(Region pointing data)
····················

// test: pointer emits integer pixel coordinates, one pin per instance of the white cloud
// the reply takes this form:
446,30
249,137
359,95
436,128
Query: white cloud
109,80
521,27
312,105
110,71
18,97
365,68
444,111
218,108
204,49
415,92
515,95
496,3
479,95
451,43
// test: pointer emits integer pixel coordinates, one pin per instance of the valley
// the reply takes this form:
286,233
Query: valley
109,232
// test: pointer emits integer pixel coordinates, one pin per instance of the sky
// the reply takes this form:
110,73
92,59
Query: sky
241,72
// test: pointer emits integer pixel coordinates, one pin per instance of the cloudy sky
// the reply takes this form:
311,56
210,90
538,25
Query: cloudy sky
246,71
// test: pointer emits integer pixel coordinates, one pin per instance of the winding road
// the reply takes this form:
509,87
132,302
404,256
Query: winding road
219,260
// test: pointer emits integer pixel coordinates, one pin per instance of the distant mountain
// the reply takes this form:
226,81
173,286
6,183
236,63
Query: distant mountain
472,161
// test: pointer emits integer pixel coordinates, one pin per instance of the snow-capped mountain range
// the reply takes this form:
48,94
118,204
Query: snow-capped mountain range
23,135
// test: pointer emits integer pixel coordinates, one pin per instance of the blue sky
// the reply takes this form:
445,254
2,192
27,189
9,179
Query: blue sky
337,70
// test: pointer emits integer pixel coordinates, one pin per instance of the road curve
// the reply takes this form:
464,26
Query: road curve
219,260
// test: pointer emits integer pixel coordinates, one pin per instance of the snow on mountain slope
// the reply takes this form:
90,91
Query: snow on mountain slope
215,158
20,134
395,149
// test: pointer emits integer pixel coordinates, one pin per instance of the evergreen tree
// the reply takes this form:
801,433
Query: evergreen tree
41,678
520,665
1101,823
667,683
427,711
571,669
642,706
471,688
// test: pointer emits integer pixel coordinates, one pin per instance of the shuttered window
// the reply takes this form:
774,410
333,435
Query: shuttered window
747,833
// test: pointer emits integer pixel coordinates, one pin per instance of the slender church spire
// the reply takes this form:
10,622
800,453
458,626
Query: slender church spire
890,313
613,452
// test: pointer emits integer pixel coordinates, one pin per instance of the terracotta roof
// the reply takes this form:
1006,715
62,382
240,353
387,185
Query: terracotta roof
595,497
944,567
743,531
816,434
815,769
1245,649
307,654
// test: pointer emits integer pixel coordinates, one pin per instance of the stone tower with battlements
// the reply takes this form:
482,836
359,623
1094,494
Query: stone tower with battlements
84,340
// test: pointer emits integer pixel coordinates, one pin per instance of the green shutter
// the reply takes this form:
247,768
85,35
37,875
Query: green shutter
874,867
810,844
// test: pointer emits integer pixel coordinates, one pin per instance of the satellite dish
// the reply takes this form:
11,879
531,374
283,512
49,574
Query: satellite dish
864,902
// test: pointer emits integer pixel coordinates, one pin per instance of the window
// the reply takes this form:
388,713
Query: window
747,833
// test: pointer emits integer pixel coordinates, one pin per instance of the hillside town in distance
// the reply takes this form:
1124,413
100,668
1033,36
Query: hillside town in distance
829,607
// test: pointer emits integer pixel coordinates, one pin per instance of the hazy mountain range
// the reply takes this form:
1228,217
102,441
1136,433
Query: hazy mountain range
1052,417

····················

Exercise requirements —
All records are to be printed again, exactly and completely.

Solution for this task —
// test: pointer emits integer pixel coordinates, one pin per instance of the white cloud
// the reply takes this form:
446,30
249,137
359,95
436,128
Query: white cloud
109,80
521,27
312,105
110,71
18,97
365,68
444,111
218,108
204,49
415,92
515,95
496,3
479,95
451,43
// test: pointer emits integer pixel coordinates, one pin per instance of the valley
// the reply takes this form:
286,233
Query: valley
109,232
// test: pointer emits integer pixel coordinates, one pin per instance of the sky
// the reply takes this form:
110,73
92,59
Query: sky
241,72
// test: pointer emits integer pixel coordinates, one pin per instance of the cloudy sky
// the reply takes this form:
311,56
210,90
538,25
Query: cloudy sky
246,71
// test: pointer emits integer pixel coordinates, one pin per instance of the winding road
// the reply takes this form:
509,87
132,302
404,256
Query: winding road
219,260
// test: pointer emits integer pixel coordinates, one pin per instance of the distant mountain
// the reply takes this form:
226,81
173,286
6,183
236,63
Query: distant mountain
472,161
// test: pointer emits integer pixel coordinates, one pin per instance of the snow-capped mountain range
// the reply takes this form:
48,94
118,204
Query: snow-capped mountain range
23,135
// test: pointer emits integer pixel coordinates, one pin per instance of the blue sky
// the reply takes this form:
445,254
2,192
27,189
9,179
Query: blue sky
337,70
// test: pointer emits integer pixel coordinates, one pin per instance of the road curve
// the reply takes this form:
464,26
Query: road curve
219,260
// test: pointer emits integer pixel coordinates, one pin per instance of the snow on mountain slope
// the reply takes this form:
90,91
Query: snow on mountain slope
215,158
20,134
395,149
// test: pointer emits integer pixel coordinates, one pin per instance of the evergreen tree
// the reply takes this form:
801,433
Query: evergreen tree
41,678
520,665
1101,823
667,683
427,711
571,669
642,706
471,688
// test: pointer emits integer pixel coordinates, one pin per instance of the shuttered window
// the reply takes this form:
774,410
333,435
Query: shuttered window
747,833
// test: pointer emits integer pixel coordinates, one pin per instance of the slender church spire
// the reply takes this form:
10,622
800,453
458,626
Query: slender church spire
890,313
613,452
// test: pointer emits integer pixel coordinates, one pin per instance of the terracotta roof
// the reply takes this form:
1006,715
62,382
240,353
387,185
Query: terracotta roof
595,497
944,567
743,531
816,434
815,769
1245,649
307,654
// test: pointer emits integer pixel coordinates, one pin per instance of the stone tower with battlements
// the reply takes this form:
482,836
359,623
1094,494
Query: stone tower with battlements
84,340
// test: pointer emits integer pixel coordinates, one pin per instance of the green shutter
// the reply takes this form:
247,768
85,35
37,875
Query: green shutter
874,867
810,844
// test: pointer emits integer pixel coordinates, one pin per instance of the satellite dish
// the reply takes this form:
11,879
531,374
283,512
49,574
Query: satellite dish
864,902
// test: pointer emits integer pixel coordinates, one pin per instance of the window
// the reply takes this form:
388,713
Query: window
747,833
// test: pointer emits integer pixel coordinates, one pin per instance of the hillside town in distance
// the reply takes this form:
1124,413
100,668
1033,36
Query: hillside town in distance
829,607
// test: pointer emits integer pixel coordinates, one pin per instance of the hazy mountain range
// the reply takes this form:
1228,217
102,441
1136,433
Query: hazy mountain range
1052,417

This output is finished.